» EXERCISE SET:
a - In the text on the national army training camps, where was the party of drafted men from the East Side of New York City headed?
b - Repeat the passage of the text on the national army training camps starting at "FACTORIES OF GOOD" and ending at "our young men.", switching "laboratories" to "workshops" throughout.
c - Continue the text on the national army training camps from its final sentence.

» TEXT PROVIDED:
------------------------------------------------
FACTORIES OF GOOD CITIZENSHIP
October 10, 1917
The training camps for the drafted men of the national army are huge factories for turning out first-class American citizens. Not only are they fittingour people for war; they are fitting them for the work of peace. They are making patriotism, love of country, devotion to the flag, and a sense of duty to others living facts, instead of unreal phrases. The public schools are laboratories of Americanism for our children; the training camps are laboratories of Americanism for our young men.
I have just seen a party of drafted men from the East Side of New York City start for Camp Upton with a band playing, an American flag flying. And two of their number in front, one dressed as Uncle Sam, and the other as the Kaiser, dragged along in manacles. There is no fifty-fifty Americanism in men with such spirit. A captain at this camp, a Plattsburg man, told me that his company of East Side New Yorkers showed all the intelligence and the zealous desire to learn which the fine young college graduates at Plattsburg have shown. Another captain told me that one of his men, a young Jew, had come to him and said that at first the East Siders had hated coming, not knowing what was ahead of them, but that now they felt that they were in a University of American Citizenship. A surgeon in the camp told me that men also, proved physically lacking after a week’s trial, were in most cases bitterly chagrined at being sent away. A colonel from a Southern camp has reported that already his country boys from the remote farms are straightening and broadening morally, mentally, and physically, and that the improvement is really incalculable. From every camp we hear of the eagerness with which the men are doingtheir duty, of their resourcefulness and of the real patriotism which is being rapidly learned. All this means not merely good soldiers in war, but good citizens in peace; it means an immense growth in the spirit of Americanism.
------------------------------------------------
» RECORD EXCERPTS:
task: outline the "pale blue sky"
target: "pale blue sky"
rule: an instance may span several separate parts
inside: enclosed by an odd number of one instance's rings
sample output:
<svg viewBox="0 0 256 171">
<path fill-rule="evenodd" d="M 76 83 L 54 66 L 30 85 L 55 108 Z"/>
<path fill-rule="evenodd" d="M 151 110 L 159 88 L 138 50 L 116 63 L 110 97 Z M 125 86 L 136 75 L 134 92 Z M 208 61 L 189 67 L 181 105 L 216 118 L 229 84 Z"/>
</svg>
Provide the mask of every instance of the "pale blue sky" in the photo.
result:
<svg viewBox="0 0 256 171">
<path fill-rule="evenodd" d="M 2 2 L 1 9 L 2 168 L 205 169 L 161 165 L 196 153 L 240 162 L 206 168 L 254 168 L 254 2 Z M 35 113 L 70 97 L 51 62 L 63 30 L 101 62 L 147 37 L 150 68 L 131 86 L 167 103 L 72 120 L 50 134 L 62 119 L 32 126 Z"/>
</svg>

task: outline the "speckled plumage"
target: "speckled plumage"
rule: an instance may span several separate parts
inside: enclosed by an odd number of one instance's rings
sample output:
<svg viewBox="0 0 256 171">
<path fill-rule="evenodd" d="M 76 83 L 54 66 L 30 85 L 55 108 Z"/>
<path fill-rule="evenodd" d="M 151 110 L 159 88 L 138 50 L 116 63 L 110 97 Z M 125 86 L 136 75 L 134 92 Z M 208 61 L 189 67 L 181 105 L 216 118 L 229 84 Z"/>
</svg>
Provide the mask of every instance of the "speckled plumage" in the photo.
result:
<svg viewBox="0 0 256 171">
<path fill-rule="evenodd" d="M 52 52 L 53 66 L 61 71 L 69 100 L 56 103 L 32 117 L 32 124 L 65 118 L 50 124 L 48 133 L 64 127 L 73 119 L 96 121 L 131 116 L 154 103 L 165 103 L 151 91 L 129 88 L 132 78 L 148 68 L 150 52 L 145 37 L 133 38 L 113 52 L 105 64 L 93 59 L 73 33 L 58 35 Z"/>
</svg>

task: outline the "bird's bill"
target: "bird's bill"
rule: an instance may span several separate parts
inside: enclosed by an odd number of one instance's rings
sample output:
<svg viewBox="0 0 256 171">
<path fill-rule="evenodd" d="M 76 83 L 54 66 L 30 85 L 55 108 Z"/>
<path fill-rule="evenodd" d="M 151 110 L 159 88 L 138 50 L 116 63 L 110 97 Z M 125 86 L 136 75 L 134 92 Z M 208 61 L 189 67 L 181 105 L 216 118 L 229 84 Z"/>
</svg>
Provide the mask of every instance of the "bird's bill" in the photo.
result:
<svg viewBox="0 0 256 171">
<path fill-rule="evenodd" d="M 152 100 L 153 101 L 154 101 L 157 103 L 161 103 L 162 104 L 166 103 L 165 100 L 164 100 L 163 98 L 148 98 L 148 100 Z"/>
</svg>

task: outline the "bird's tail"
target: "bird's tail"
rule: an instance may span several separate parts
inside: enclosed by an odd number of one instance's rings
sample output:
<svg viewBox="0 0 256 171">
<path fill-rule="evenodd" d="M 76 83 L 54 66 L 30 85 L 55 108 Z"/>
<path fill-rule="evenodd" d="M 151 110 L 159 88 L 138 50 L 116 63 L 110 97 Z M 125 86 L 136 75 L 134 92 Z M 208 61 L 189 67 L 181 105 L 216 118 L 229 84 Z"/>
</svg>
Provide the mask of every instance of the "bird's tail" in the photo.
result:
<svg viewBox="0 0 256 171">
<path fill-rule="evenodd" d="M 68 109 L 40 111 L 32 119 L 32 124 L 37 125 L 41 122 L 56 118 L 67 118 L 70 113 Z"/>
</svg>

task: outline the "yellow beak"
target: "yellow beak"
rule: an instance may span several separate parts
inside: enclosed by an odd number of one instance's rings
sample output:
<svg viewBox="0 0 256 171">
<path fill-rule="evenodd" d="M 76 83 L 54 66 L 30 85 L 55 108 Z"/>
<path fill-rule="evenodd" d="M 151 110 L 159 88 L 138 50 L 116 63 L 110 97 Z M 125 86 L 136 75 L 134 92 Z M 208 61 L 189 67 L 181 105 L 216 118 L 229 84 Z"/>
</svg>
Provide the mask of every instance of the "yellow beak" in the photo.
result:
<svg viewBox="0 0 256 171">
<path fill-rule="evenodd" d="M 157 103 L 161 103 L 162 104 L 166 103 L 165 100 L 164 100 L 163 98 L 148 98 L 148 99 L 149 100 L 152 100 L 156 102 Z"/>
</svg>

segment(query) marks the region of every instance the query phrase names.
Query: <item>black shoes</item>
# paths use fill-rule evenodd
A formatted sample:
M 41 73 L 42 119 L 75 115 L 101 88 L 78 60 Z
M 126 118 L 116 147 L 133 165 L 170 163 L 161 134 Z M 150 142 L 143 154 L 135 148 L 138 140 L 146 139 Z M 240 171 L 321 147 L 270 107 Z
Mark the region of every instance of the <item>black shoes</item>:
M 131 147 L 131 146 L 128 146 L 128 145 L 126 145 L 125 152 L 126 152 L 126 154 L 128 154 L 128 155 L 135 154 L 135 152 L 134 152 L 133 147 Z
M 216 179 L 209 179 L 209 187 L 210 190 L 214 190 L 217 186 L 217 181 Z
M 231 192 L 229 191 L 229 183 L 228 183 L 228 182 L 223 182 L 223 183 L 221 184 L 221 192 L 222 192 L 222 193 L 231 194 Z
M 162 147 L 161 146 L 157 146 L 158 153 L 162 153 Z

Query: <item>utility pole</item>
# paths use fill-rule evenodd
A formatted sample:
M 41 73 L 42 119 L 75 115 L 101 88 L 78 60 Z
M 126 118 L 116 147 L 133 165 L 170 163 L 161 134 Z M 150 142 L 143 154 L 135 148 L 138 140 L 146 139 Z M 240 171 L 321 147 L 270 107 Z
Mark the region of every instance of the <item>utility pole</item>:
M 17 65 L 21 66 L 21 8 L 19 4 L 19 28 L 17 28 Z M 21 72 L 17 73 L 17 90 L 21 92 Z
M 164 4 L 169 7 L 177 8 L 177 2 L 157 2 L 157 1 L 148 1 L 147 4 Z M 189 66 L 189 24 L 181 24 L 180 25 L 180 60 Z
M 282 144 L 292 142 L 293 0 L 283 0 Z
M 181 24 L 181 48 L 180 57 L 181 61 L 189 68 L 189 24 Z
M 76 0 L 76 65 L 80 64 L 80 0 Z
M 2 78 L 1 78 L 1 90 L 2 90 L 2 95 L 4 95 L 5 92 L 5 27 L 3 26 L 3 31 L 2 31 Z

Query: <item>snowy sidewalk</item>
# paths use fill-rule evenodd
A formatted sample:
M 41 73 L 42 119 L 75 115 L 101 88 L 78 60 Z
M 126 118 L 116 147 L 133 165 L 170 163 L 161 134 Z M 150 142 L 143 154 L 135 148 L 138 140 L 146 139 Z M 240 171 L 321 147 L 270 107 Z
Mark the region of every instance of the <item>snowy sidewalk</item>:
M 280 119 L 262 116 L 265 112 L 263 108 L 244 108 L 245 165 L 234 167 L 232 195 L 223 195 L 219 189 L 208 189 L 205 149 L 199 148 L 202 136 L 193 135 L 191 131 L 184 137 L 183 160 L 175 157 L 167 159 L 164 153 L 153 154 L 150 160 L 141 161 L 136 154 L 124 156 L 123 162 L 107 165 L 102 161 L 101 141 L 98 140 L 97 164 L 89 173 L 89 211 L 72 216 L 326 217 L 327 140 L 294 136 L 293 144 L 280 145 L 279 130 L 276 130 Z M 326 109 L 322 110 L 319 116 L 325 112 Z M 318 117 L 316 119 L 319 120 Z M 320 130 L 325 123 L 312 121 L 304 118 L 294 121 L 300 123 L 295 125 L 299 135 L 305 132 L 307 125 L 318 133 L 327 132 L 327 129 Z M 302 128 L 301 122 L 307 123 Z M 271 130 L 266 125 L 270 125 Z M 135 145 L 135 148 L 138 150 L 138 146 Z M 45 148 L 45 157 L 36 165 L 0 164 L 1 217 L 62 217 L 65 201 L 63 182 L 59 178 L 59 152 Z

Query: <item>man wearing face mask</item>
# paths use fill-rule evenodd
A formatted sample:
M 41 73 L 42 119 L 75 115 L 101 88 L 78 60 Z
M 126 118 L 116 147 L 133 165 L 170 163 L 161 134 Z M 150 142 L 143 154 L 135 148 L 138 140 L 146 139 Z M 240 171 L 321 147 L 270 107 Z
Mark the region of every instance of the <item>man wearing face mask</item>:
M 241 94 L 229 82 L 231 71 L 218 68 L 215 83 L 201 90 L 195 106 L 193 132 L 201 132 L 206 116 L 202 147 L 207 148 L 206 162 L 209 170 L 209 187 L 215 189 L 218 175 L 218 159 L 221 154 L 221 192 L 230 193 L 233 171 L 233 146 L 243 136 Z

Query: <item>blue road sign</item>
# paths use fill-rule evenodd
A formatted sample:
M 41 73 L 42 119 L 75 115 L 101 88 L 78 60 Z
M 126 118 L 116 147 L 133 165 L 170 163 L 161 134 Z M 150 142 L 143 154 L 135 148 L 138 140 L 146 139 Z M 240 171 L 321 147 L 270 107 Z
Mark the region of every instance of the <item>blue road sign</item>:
------------------------------------------------
» RESULTS OF THE EXERCISE:
a - Camp Upton.

b -
FACTORIES OF GOOD CITIZENSHIP
October 10, 1917
The training camps for the drafted men of the national army are huge factories for turning out first-class American citizens. Not only are they fittingour people for war; they are fitting them for the work of peace. They are making patriotism, love of country, devotion to the flag, and a sense of duty to others living facts, instead of unreal phrases. The public schools are workshops of Americanism for our children; the training camps are workshops of Americanism for our young men.

c -
The young men are learning to be efficient, alert, self-respectful and respectful of others; they are learning to scorn laziness, slackness, and cowardice. All are serving on a precise equality of privilege and of duty and are judged each only on his merits. The sons of the foreign-born learn that they are exactly as good Americans as any one else, and when they return to their home their families will learn it, too.
Let all good Americans insist that now, without delay, we make this state of affairs our permanent national policy by law. We have built the camp, we have encountered the failures to provide army uniforms and blankets and all the other exasperating delays which are inevitable when a nation like ours has foolishly trusted to broomstick preparedness. We shall avoid all these things for the future if we continue these camps, as permanent features of the life of all our young men, and change the selective draft unto a system of universal obligatory military training for all our young men of nineteen and twenty, it being understood that they are not to go to war until they are twenty-one. We are now suffering, and the whole world is now suffering, from the effects of our broomstick preparedness. Let us do away with broomstick preparedness for the future and substitute real preparedness.